**WHAT IS ASKED:**
1) Name every software application or service the text about the iPad mentions by name.
2) Carry on the text about the iPad from its final sentence, keeping the same first-person voice.

**READING PASSAGE:**
(begin)

It’s not green and covered in a layer of cholorphyll so that it recharges in the presence of sunlight, and it’s not a infinite in saecula saeculorum kind of tool — I won’t be passing this device over to my great-great-great-grandchildren.
Do I want one anyway? Yes.
I’ve seen people complain that it’s not a multimedia tool. I agree that it may not be that. I agree that the lack of a camera is upsetting.
Is it future shock? Yes. Yes, it is.
I have a gradebook program on my iPhone. It’s clunky, it doesn’t handle enough students, and the interface is lousy. Will this change with a device this lovely? Yes. I’ll be unshackled from my desk in the classroom.
I can carry it through the halls and make notes on student behavior, and record their doings (this is why a camera would be so useful). I don’t have to carry books anywhere again; with that much memory, I could get rid of almost every paper book I own, and never have to worry about losing the card-catalog again. I would watch more movies and TV, maybe, but I wouldn’t worry about losing data with this, because I’d do most everything in Google Apps or iWork.
With a screen this big, my Brushes paintings will be much better. My painting kit may well go out the window, eventually, except that I like painting with actual brushes. I’ll do more on-the-fly diagrams with my students, especially if this computer will work with a projector, which I think it will. The BENQ projector has a similar input port. I hope it does work.
I can store my recipes by photographing cards, and building a related Bento database, and use the iPad as my recipe book. Then I can compile the family cookbook I’ve always dreamed of doing.
Apparently I still need a desktop machine for multimedia purposes. Oh, well. This will change in time; it looks like they broke through a couple of technical barriers to build this thing anyway.

(end)

[Data records]
(begin)

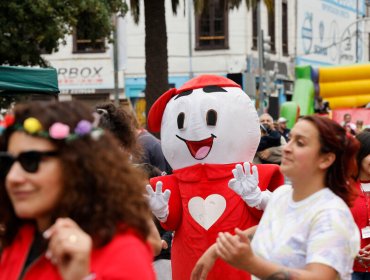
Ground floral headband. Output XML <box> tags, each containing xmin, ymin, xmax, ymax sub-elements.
<box><xmin>0</xmin><ymin>114</ymin><xmax>104</xmax><ymax>142</ymax></box>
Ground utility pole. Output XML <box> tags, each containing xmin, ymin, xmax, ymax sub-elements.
<box><xmin>257</xmin><ymin>0</ymin><xmax>265</xmax><ymax>115</ymax></box>
<box><xmin>113</xmin><ymin>15</ymin><xmax>119</xmax><ymax>106</ymax></box>
<box><xmin>355</xmin><ymin>0</ymin><xmax>359</xmax><ymax>63</ymax></box>
<box><xmin>188</xmin><ymin>0</ymin><xmax>194</xmax><ymax>79</ymax></box>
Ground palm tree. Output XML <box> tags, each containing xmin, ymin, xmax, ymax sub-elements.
<box><xmin>130</xmin><ymin>0</ymin><xmax>275</xmax><ymax>122</ymax></box>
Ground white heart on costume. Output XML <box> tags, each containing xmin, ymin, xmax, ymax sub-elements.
<box><xmin>188</xmin><ymin>194</ymin><xmax>226</xmax><ymax>230</ymax></box>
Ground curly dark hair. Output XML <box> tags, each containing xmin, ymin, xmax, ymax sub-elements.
<box><xmin>356</xmin><ymin>131</ymin><xmax>370</xmax><ymax>179</ymax></box>
<box><xmin>0</xmin><ymin>101</ymin><xmax>151</xmax><ymax>247</ymax></box>
<box><xmin>95</xmin><ymin>102</ymin><xmax>144</xmax><ymax>162</ymax></box>
<box><xmin>301</xmin><ymin>116</ymin><xmax>360</xmax><ymax>206</ymax></box>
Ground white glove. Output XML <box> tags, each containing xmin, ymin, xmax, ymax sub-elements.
<box><xmin>146</xmin><ymin>181</ymin><xmax>171</xmax><ymax>223</ymax></box>
<box><xmin>229</xmin><ymin>162</ymin><xmax>271</xmax><ymax>210</ymax></box>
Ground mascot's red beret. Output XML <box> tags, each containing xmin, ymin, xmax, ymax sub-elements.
<box><xmin>148</xmin><ymin>75</ymin><xmax>240</xmax><ymax>132</ymax></box>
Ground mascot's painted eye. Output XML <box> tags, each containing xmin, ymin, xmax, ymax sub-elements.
<box><xmin>177</xmin><ymin>112</ymin><xmax>185</xmax><ymax>129</ymax></box>
<box><xmin>206</xmin><ymin>109</ymin><xmax>217</xmax><ymax>126</ymax></box>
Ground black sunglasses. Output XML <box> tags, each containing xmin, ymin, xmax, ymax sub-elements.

(end)

**RESPONSES:**
1) Google Apps, iWork, Brushes, Bento

2)
Students still need a multimedia classroom, sure. But OK, that’s fine. They can still do things with network folders and cloud computing. In the meantime, let’s see… my students no longer carry a 20-pound World History book. My writing videos will be legible enough on this device for students to read them; they can switch back and forth easily between an e-mail or wiki program, and the videos.
The lack of Flash operability is still a problem.
The vast amounts of data you can store on this… you could give kids a plaintext archive of every single book from ancient history in English from Project Gutenberg on the first day of school, and it would barely make a dent. The library of Alexandria in an SD chip, and a tablet that is to all intents and purposes a scroll — all of classical literature in a single scroll, forever. You wouldn’t have to ask students to look up Biblical citations; they would have the Bible and the Quran and all of sacred literature on their machines, all the time. A dictionary of symbols, too. A periodic table of elements, too. A library of images of art history, categorized and tagged.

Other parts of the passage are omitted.